• AIM: Make an exact copy of all the material below, apart from the pictures.

***** DATA FOR THE TASK

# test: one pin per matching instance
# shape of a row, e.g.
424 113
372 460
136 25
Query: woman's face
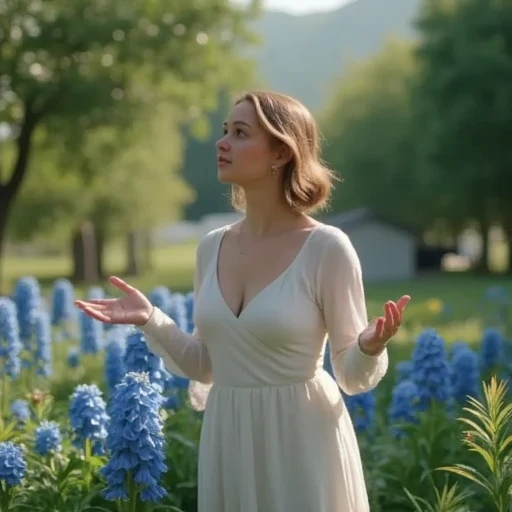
244 154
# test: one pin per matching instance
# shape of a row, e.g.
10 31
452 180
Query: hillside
301 55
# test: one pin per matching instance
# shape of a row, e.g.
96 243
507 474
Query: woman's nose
223 144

**********

• RESPONSE BELOW:
# test: one pin per matching instance
# shape of a row, e.g.
424 113
372 460
136 25
Query: woman's face
244 154
# test: one pin per matching instance
# shape of a row, e.g.
10 31
452 180
Query: hillside
301 55
# test: one pin per matching instance
# shape of a row, e.g.
96 243
507 474
Query: woman's nose
223 144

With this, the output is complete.